Problem requirements: Starting at the line containing "of the woman's" and continuing to the end of the records below, arrange those lines as a numbered list with blank lines dropped and pictures omitted.

--------------------

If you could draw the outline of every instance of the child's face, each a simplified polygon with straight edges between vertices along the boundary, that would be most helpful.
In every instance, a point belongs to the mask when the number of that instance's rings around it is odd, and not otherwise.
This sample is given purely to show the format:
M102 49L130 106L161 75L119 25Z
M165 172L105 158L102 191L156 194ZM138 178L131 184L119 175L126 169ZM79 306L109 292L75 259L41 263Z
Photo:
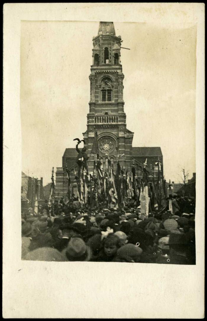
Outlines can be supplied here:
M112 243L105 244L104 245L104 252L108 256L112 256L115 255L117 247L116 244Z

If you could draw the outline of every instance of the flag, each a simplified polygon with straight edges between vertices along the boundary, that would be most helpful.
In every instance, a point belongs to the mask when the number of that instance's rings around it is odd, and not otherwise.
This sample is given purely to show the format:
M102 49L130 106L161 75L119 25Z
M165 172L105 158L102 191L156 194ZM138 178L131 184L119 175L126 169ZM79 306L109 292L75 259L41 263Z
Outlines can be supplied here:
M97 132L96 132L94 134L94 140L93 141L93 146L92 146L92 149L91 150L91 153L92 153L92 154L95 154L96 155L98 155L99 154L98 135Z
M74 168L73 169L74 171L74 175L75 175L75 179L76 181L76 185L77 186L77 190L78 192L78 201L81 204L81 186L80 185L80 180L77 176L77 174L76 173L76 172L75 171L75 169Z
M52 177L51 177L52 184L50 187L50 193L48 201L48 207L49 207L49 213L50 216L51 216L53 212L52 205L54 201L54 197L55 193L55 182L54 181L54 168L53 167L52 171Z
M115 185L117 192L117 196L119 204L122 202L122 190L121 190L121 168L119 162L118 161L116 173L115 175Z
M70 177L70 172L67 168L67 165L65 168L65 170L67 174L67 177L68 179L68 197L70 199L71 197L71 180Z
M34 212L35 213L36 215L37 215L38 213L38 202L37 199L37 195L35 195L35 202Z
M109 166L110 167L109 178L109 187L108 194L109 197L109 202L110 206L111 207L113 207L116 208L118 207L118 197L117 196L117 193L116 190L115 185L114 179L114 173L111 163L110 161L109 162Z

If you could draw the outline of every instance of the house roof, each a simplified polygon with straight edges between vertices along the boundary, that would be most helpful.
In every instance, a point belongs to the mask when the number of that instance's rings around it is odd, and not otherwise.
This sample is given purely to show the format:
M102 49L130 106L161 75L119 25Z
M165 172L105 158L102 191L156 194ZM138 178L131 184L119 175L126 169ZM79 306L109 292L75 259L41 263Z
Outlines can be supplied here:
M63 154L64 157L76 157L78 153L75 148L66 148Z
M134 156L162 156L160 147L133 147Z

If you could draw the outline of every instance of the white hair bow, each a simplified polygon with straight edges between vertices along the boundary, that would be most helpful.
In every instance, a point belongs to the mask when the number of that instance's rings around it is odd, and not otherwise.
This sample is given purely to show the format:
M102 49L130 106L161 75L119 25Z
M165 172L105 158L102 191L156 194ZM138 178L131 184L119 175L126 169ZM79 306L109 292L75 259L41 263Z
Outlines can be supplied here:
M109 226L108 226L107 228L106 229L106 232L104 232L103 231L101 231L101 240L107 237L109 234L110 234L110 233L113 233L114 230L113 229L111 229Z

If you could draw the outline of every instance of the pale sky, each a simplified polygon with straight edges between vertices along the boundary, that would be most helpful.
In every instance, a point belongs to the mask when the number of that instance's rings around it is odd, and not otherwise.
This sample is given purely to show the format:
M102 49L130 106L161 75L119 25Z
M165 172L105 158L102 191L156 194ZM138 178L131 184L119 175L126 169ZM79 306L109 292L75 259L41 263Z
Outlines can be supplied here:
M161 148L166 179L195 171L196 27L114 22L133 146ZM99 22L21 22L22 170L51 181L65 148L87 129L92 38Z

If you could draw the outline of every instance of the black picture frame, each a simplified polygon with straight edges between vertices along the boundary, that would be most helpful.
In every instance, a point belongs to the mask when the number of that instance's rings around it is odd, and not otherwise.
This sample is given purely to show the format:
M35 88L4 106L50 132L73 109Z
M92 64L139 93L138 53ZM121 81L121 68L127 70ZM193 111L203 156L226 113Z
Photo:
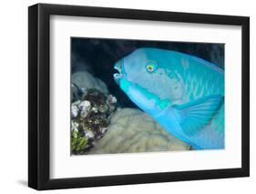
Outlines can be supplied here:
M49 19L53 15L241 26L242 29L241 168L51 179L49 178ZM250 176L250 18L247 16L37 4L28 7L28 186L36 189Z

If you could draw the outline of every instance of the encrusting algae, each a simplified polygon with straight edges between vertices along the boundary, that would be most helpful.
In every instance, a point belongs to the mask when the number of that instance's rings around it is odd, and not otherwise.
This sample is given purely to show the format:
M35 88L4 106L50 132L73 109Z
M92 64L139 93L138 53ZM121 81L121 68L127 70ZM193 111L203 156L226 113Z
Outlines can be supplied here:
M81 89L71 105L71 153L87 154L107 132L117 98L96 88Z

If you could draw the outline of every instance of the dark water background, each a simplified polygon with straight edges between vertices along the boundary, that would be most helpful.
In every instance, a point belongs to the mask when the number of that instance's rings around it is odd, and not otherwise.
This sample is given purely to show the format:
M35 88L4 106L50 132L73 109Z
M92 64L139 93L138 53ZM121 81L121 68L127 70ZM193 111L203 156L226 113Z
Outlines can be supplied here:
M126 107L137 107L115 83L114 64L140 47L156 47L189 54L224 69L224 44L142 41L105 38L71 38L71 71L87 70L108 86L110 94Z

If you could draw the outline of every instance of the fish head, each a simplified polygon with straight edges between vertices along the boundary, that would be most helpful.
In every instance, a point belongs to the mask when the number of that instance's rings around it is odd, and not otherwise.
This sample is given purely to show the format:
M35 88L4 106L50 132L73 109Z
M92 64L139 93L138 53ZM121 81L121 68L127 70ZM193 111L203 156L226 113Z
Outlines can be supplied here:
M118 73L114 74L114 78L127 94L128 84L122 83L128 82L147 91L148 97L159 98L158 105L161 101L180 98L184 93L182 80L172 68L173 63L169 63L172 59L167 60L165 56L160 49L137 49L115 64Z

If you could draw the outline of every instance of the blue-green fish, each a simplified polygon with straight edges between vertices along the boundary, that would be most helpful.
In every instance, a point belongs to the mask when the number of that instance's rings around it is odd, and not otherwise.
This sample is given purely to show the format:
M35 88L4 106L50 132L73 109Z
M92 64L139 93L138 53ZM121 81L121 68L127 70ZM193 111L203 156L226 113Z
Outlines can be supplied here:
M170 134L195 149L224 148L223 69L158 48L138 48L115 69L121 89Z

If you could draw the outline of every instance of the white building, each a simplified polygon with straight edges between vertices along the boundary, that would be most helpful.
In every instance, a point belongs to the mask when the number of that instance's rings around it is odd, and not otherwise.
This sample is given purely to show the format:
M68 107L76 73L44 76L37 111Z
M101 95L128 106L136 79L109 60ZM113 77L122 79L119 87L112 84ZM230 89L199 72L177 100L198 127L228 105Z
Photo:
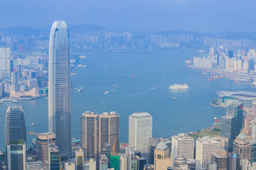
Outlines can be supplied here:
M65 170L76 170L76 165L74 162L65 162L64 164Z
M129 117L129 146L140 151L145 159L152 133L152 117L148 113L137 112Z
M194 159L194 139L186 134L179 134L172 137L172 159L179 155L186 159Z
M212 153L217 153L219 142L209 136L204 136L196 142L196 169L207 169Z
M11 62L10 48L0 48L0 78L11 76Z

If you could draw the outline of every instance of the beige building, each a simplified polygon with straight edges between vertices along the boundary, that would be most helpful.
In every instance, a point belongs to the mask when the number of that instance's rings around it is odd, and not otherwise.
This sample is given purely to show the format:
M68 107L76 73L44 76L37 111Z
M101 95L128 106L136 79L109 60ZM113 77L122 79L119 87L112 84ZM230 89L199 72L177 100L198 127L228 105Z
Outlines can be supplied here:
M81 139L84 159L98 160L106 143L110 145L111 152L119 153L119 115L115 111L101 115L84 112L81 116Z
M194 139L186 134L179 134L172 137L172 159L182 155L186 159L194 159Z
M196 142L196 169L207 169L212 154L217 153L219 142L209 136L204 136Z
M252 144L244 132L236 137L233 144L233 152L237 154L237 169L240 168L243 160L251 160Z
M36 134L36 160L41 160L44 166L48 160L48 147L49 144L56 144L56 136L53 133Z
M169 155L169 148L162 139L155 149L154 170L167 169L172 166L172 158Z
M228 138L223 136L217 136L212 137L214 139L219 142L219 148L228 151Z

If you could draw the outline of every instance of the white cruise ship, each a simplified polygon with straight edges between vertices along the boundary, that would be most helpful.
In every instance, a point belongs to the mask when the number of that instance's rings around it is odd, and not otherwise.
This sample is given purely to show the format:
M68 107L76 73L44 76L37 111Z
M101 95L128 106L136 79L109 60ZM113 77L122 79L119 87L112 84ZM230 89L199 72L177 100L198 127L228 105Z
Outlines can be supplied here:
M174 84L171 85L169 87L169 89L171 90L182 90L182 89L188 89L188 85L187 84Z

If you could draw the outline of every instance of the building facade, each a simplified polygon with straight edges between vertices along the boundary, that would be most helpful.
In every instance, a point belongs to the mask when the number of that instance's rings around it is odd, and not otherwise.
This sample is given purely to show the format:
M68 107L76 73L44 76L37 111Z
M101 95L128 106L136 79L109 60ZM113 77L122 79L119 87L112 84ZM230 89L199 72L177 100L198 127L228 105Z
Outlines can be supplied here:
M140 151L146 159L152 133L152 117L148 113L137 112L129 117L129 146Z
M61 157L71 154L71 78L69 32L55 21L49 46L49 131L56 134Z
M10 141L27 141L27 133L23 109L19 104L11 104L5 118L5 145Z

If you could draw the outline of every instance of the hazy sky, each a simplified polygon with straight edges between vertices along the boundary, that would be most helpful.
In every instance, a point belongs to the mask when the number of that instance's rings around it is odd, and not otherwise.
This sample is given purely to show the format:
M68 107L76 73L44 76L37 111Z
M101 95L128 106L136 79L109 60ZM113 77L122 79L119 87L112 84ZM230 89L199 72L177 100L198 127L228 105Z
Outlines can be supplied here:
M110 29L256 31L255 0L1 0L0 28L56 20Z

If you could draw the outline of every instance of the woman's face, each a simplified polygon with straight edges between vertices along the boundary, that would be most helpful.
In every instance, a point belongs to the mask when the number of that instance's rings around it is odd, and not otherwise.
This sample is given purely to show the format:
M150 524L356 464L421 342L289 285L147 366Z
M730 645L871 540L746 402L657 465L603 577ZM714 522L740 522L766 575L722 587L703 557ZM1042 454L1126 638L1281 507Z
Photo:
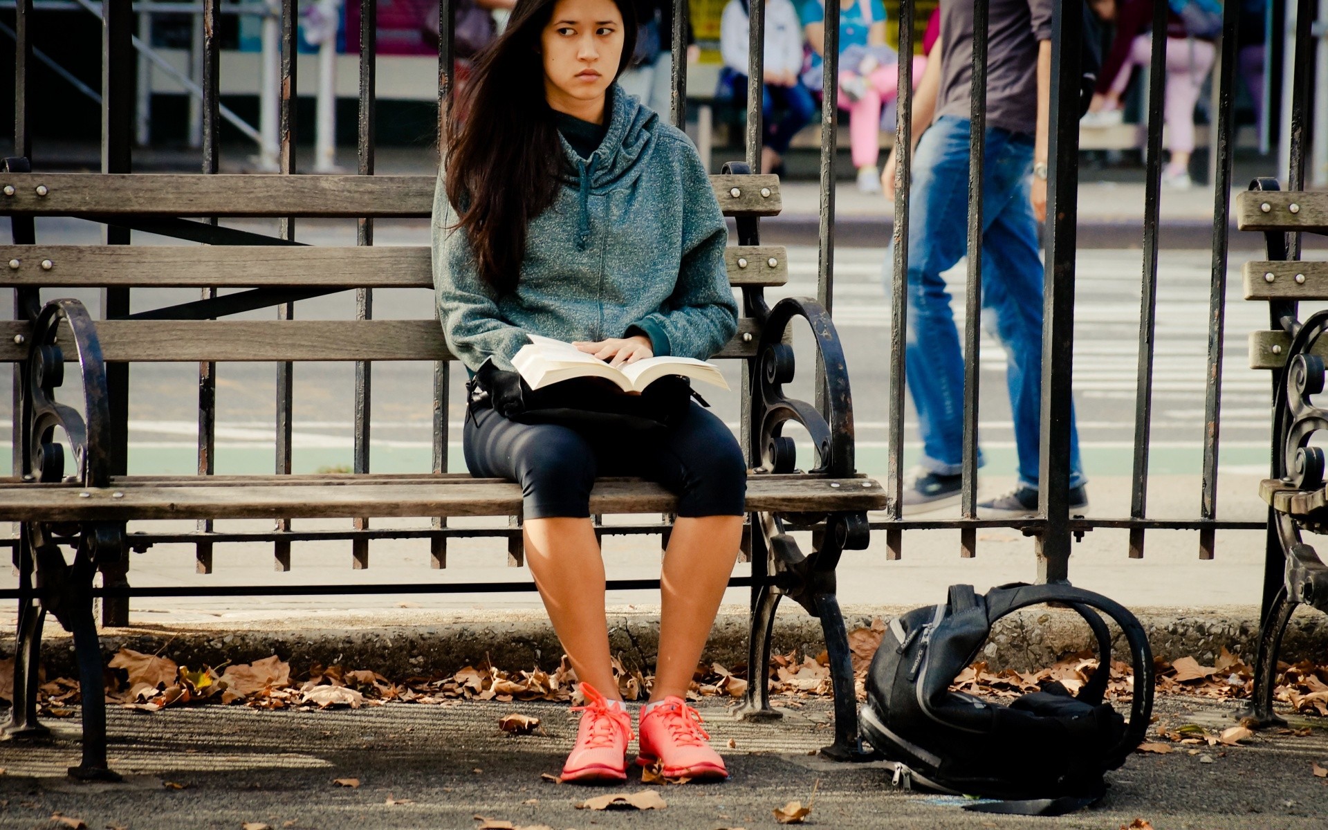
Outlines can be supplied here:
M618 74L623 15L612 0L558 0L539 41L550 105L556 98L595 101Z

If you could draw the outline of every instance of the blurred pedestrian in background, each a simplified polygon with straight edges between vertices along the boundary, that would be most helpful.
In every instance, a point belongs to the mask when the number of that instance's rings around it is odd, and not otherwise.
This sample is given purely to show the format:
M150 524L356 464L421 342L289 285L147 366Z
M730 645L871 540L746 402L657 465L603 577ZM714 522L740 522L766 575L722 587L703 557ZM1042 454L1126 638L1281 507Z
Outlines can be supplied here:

--------------------

Solution for this task:
1. If you could draw the outline of every instance of the woman's face, each a simplified polygon with straight edges between vertices along the boundary, that would be most helpful.
2. In every instance, a point belongs to the mask when the number of that instance's rings around it is odd, and not otherwise.
3. This sample is given purely to show the format:
4. M150 524L356 464L421 342L289 285L147 366Z
5. M730 645L871 540L746 402L657 465L603 577ZM714 522L740 522L766 575L722 587L703 557ZM1042 454L1126 638L1281 507Z
6. Photo:
7. Outlines can be supplied here:
8. M618 74L623 15L612 0L558 0L539 41L550 105L556 98L595 101Z
9. If you could draw the outline of every instance of the blurred pedestrian in background, each a simplified polygon with straight edges between vertices along the boundary, that would be most helpful.
10. In every instance, a point belongs to the mask when the number of that instance's rings around it is odd, and not otherwise.
11. This sample is given purely to show the format:
12. M150 524L356 464L421 342L289 285L147 366Z
13. M730 645L871 540L746 402L657 465L603 577ZM714 522L740 522L766 575L722 587L703 557ZM1042 454L1126 638L1281 507Z
14. Outlines can be supplied here:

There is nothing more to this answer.